PROBLEMS AND TASKS:
a: List every person identified by name in the account of the clan combat below.
b: Return, word for word, the stretch of the account of the clan combat starting at "The smith of" and ending at "Gaelic equivalent, Gow.".

From time to time it would have been necessary for the combatants to break off and rest from their exertions, and to attempt to staunch the flow of blood from the worst of their wounds. The fight would resume on fresh ground, unencumbered by the mutilated bodies of their dying comrades. A story from the folklore of the MacPherson clan (and repeated by Scott in The Fair Maid of Perth) describes the pipers of the respective clans becoming enraged by the slaughter, dropping their pipes to go at each other with knives. Having slain his opponent, the mortally wounded Clan Chattan piper is said to have picked up his pipes to play the clan anthem with his dying breath. The clash of pipers appears, unfortunately, to be yet another late addition to the saga, making its first appearance on paper in the early 19th century. The oral tradition may be much older, but almost certainly does not go back before the 17th century.

After several hours of bloodletting, there remained only one man opposing Clan Chattan, alone against eleven heavily wounded representatives of the Clan of the Cat. Rightly judging his chance of survival as nil, the warrior tossed his sword away and struck out across the River Tay. If he indeed survived the swim (and he must have been badly wounded himself), the warrior was never heard from again, though Scott recorded a folk-tale in which the man was so poorly received on his return to his kin in the highlands that he killed himself. One might compare his fate to that of Henry de Essex, standard-bearer of Henry II of England. Left for dead after losing a trial by combat he was saved by nearby monks and taken to their abbey where he remained for the rest of his life. As Millingen points out in his History of Duelling, Henry de Essex was considered morally dead, and his return to the living world beyond the cloisters was inconceivable.

The smith of Perth was another matter, however. Having played a decisive role in the fight on the side of Clan Chattan, the smith was afterwards asked if he even understood for what he had fought so relentlessly. The smith was said to have replied that he had “fought for his own hand,” a phrase that passed into Scottish lore. Clan Chattan appears to have honoured its promise to the smith, who is said to have left for the North with his fellow survivors, settling in Strahavon. His descendants became known as Sliochd an Gobh Cruim (“the race of the crooked smith,” referring to his bandy-legs), and may still be found in the area as a sept of Clan Chattan, bearing the names of Smith or its Gaelic equivalent, Gow.

DATA BLOCK:
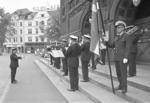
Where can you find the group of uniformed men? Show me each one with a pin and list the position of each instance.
(125, 48)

PROBLEM SOLUTIONS:
a:
Scott
Henry de Essex
Henry II of England
Millingen

b:
The smith of Perth was another matter, however. Having played a decisive role in the fight on the side of Clan Chattan, the smith was afterwards asked if he even understood for what he had fought so relentlessly. The smith was said to have replied that he had “fought for his own hand,” a phrase that passed into Scottish lore. Clan Chattan appears to have honoured its promise to the smith, who is said to have left for the North with his fellow survivors, settling in Strahavon. His descendants became known as Sliochd an Gobh Cruim (“the race of the crooked smith,” referring to his bandy-legs), and may still be found in the area as a sept of Clan Chattan, bearing the names of Smith or its Gaelic equivalent, Gow.